TASK DESCRIPTION: Every line from the line containing "Thank you for the photo. Could you indicate the high-rise" through the final line of the data is to be printed exactly; no other line is to appear.
## Start SOURCE MATERIAL
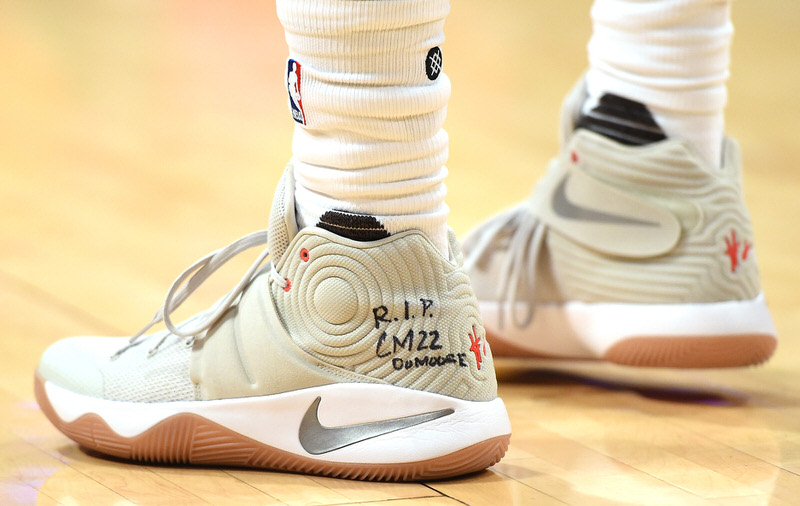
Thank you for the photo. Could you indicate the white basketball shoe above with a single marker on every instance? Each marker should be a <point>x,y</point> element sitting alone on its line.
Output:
<point>357,359</point>
<point>630,250</point>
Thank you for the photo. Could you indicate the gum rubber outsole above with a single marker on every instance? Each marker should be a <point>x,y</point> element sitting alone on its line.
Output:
<point>191,439</point>
<point>689,352</point>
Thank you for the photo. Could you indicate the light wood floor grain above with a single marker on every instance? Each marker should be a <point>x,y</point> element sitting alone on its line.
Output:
<point>137,136</point>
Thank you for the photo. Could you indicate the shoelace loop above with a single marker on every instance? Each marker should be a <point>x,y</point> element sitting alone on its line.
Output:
<point>517,282</point>
<point>191,279</point>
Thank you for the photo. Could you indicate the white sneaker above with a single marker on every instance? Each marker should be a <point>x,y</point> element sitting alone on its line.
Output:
<point>630,250</point>
<point>350,359</point>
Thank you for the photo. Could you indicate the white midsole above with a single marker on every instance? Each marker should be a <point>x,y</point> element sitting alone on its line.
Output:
<point>588,330</point>
<point>275,419</point>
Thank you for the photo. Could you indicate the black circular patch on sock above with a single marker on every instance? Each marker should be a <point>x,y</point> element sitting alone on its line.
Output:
<point>433,63</point>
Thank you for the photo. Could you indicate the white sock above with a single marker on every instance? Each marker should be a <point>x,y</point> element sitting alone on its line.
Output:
<point>671,55</point>
<point>369,104</point>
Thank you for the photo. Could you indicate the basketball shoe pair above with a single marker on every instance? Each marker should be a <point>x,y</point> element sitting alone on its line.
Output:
<point>368,359</point>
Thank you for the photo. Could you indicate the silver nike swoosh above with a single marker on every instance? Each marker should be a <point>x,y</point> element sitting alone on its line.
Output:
<point>315,438</point>
<point>569,210</point>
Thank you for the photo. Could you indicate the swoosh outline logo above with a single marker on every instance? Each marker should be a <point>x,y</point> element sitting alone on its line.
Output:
<point>317,439</point>
<point>564,208</point>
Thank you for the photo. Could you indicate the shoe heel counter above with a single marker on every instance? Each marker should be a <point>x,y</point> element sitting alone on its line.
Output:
<point>393,311</point>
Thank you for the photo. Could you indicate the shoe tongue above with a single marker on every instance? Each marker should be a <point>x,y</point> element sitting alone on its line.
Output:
<point>282,219</point>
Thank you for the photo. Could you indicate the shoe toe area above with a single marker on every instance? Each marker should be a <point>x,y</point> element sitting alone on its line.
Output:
<point>76,363</point>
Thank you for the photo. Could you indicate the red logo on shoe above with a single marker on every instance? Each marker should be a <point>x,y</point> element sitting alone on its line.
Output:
<point>475,347</point>
<point>732,250</point>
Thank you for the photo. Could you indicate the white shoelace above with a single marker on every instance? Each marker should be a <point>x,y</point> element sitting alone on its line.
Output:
<point>517,272</point>
<point>191,279</point>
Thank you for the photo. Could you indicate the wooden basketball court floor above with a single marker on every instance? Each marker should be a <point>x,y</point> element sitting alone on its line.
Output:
<point>136,136</point>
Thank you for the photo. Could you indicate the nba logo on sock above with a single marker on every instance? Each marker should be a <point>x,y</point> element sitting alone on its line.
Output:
<point>293,86</point>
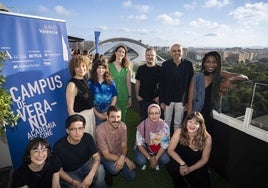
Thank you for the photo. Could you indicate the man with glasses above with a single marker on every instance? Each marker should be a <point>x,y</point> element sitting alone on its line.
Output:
<point>78,156</point>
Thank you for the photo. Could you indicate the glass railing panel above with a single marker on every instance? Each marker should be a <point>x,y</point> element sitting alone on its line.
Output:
<point>237,99</point>
<point>259,104</point>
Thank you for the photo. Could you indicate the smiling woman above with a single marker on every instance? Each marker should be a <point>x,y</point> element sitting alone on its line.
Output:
<point>38,169</point>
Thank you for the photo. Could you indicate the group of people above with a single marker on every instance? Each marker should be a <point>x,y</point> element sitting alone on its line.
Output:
<point>95,145</point>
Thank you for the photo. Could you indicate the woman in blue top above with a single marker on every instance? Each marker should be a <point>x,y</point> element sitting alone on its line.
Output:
<point>103,88</point>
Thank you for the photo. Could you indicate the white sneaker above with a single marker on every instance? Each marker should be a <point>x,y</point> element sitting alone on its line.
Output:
<point>143,167</point>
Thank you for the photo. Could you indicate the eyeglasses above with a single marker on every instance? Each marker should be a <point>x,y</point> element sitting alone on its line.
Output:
<point>154,113</point>
<point>76,129</point>
<point>39,151</point>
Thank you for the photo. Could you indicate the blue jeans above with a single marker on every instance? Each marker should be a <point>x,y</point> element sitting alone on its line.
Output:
<point>141,160</point>
<point>99,121</point>
<point>83,171</point>
<point>125,171</point>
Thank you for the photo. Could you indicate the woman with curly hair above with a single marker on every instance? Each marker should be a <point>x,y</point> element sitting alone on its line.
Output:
<point>103,88</point>
<point>119,68</point>
<point>207,87</point>
<point>79,97</point>
<point>189,149</point>
<point>38,168</point>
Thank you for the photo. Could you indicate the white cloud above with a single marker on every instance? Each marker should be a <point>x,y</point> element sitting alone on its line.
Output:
<point>127,3</point>
<point>172,19</point>
<point>216,3</point>
<point>138,18</point>
<point>251,13</point>
<point>142,8</point>
<point>201,23</point>
<point>43,9</point>
<point>102,28</point>
<point>61,10</point>
<point>190,6</point>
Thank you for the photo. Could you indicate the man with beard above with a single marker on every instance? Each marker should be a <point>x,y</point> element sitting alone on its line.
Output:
<point>147,81</point>
<point>176,75</point>
<point>78,156</point>
<point>111,138</point>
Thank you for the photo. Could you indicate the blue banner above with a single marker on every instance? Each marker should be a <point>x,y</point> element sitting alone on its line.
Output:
<point>37,73</point>
<point>97,37</point>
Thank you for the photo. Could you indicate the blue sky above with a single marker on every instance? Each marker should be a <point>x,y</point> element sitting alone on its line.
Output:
<point>193,23</point>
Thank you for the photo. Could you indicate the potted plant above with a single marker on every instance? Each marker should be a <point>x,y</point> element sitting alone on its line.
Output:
<point>7,116</point>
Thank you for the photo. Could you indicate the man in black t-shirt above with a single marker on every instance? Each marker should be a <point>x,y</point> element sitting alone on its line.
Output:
<point>147,80</point>
<point>78,156</point>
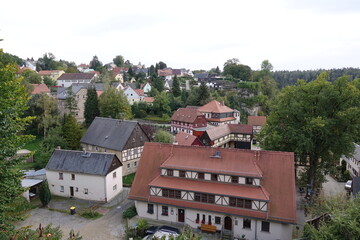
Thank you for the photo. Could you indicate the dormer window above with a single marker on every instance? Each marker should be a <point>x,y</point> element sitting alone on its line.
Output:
<point>249,181</point>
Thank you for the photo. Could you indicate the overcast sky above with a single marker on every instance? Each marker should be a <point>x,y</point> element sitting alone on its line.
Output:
<point>299,34</point>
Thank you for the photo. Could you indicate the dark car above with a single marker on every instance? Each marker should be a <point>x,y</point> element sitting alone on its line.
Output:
<point>153,229</point>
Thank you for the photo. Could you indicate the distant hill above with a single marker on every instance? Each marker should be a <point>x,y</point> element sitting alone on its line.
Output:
<point>286,78</point>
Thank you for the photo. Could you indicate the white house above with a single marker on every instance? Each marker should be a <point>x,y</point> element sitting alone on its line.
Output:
<point>66,79</point>
<point>147,88</point>
<point>134,95</point>
<point>84,175</point>
<point>237,192</point>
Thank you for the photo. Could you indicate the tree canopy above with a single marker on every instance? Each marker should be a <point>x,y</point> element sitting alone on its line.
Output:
<point>114,104</point>
<point>316,120</point>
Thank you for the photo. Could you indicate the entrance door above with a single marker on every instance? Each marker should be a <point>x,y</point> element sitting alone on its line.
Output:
<point>181,215</point>
<point>228,223</point>
<point>71,191</point>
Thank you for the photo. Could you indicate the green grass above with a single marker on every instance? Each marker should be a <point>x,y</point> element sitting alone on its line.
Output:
<point>34,145</point>
<point>129,178</point>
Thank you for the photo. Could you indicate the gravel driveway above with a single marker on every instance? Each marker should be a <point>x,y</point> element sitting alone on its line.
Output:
<point>109,226</point>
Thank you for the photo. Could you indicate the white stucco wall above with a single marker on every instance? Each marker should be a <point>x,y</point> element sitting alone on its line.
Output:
<point>280,231</point>
<point>94,183</point>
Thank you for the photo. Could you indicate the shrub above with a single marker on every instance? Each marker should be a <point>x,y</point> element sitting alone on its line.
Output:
<point>130,212</point>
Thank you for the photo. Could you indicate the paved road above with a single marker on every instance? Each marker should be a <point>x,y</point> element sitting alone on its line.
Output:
<point>110,226</point>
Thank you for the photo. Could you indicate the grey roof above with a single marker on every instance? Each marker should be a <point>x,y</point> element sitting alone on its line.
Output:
<point>109,133</point>
<point>201,75</point>
<point>76,87</point>
<point>80,162</point>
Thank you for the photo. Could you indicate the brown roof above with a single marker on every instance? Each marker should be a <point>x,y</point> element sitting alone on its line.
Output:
<point>76,76</point>
<point>188,115</point>
<point>256,120</point>
<point>241,191</point>
<point>47,72</point>
<point>40,88</point>
<point>225,129</point>
<point>183,138</point>
<point>276,168</point>
<point>149,99</point>
<point>215,107</point>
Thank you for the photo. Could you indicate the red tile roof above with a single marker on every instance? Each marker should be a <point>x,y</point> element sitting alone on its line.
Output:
<point>256,120</point>
<point>48,72</point>
<point>149,99</point>
<point>183,138</point>
<point>225,129</point>
<point>277,169</point>
<point>188,115</point>
<point>40,88</point>
<point>76,76</point>
<point>215,107</point>
<point>140,92</point>
<point>241,191</point>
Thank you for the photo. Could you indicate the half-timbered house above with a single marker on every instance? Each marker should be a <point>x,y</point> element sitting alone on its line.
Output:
<point>124,138</point>
<point>234,191</point>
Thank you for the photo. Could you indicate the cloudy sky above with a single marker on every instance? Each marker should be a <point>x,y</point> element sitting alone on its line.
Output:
<point>299,34</point>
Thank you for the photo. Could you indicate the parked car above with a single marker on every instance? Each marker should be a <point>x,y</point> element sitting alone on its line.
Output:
<point>154,229</point>
<point>348,185</point>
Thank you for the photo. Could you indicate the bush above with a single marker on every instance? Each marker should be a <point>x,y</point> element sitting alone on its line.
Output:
<point>130,212</point>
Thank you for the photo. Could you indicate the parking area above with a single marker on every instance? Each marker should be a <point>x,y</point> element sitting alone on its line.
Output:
<point>111,223</point>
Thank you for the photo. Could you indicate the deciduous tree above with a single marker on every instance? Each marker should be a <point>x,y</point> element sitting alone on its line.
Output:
<point>91,106</point>
<point>319,121</point>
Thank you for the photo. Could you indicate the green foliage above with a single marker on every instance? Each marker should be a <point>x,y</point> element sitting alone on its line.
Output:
<point>49,81</point>
<point>44,193</point>
<point>344,219</point>
<point>96,64</point>
<point>161,104</point>
<point>71,132</point>
<point>318,120</point>
<point>12,104</point>
<point>119,61</point>
<point>114,104</point>
<point>91,106</point>
<point>176,91</point>
<point>128,179</point>
<point>130,212</point>
<point>163,137</point>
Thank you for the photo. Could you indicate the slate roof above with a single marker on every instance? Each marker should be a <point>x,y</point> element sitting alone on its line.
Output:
<point>40,88</point>
<point>188,115</point>
<point>256,120</point>
<point>215,107</point>
<point>275,168</point>
<point>76,76</point>
<point>81,162</point>
<point>225,129</point>
<point>109,133</point>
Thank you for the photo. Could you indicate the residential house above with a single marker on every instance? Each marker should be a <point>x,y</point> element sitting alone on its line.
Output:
<point>124,138</point>
<point>146,88</point>
<point>187,139</point>
<point>84,175</point>
<point>217,113</point>
<point>40,88</point>
<point>53,74</point>
<point>80,94</point>
<point>234,191</point>
<point>188,120</point>
<point>134,95</point>
<point>66,79</point>
<point>353,162</point>
<point>228,136</point>
<point>257,122</point>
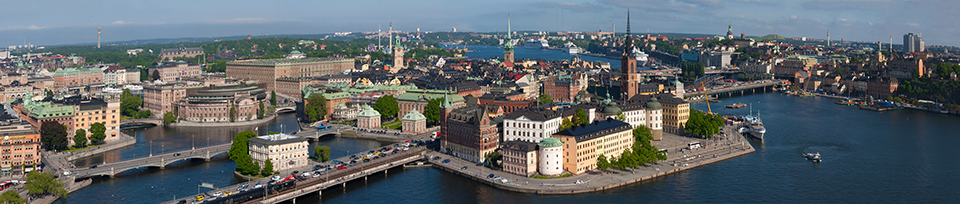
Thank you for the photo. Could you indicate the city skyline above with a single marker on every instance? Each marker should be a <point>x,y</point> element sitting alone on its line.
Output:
<point>853,20</point>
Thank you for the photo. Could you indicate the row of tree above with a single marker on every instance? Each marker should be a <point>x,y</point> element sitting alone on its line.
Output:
<point>703,124</point>
<point>641,153</point>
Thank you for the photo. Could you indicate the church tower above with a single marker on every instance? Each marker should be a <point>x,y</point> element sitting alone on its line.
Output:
<point>508,45</point>
<point>629,78</point>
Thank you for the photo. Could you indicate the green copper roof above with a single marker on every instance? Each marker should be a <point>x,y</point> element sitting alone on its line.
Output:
<point>414,115</point>
<point>550,142</point>
<point>368,112</point>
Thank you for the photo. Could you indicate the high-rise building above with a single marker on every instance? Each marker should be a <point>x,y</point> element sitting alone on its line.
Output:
<point>629,78</point>
<point>912,43</point>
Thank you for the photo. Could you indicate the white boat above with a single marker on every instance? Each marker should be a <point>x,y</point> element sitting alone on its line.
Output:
<point>571,48</point>
<point>641,56</point>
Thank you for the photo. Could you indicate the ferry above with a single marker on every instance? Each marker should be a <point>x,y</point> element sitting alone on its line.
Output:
<point>814,157</point>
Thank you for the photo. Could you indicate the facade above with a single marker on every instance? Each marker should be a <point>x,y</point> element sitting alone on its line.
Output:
<point>214,103</point>
<point>519,157</point>
<point>582,145</point>
<point>268,71</point>
<point>530,125</point>
<point>469,132</point>
<point>187,52</point>
<point>73,77</point>
<point>173,71</point>
<point>368,118</point>
<point>284,151</point>
<point>414,123</point>
<point>20,144</point>
<point>551,157</point>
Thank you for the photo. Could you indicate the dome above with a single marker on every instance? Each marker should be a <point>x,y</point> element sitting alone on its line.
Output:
<point>368,112</point>
<point>414,115</point>
<point>653,104</point>
<point>550,142</point>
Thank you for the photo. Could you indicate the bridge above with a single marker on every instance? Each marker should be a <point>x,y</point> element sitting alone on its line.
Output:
## End SOURCE MATERIAL
SOLUTION TO THIS TASK:
Thank you for the photo. Could you indicate the high-rise building above with a single marker on every instance? Each marker should be a <point>x,y</point> element sitting alone on its line.
Output:
<point>629,78</point>
<point>912,43</point>
Thank you for the photo. Could you indicate the white boat above with a single marker on every instance? Each marker should be a <point>x,y</point> element sitting alone on its line.
Output:
<point>571,48</point>
<point>641,56</point>
Thank you for the photo. Could you indicate the ferry above with a single marker on every instance? Each marker should be a <point>x,y</point> element sitting alone on its line.
Output:
<point>814,157</point>
Thank you for the photo. Could you indicate the facade above with a single marker on every instance? Each marker should be a <point>x,y</point> element sitting alone on its line.
Output:
<point>214,103</point>
<point>519,157</point>
<point>582,145</point>
<point>268,71</point>
<point>530,125</point>
<point>469,132</point>
<point>187,52</point>
<point>73,77</point>
<point>173,71</point>
<point>368,118</point>
<point>284,151</point>
<point>414,123</point>
<point>20,144</point>
<point>551,157</point>
Thank you for the photo. Could you indicate the dome above with a single marker on every instance? Each marker should be a <point>x,y</point> element sitting alone on its line.
Output:
<point>368,112</point>
<point>414,115</point>
<point>653,104</point>
<point>550,142</point>
Thank you for the photo. Could you indicate the bridge above with a single marker on every instance? Each marker should be a <point>x,y</point> element sitting alone on its line.
Output:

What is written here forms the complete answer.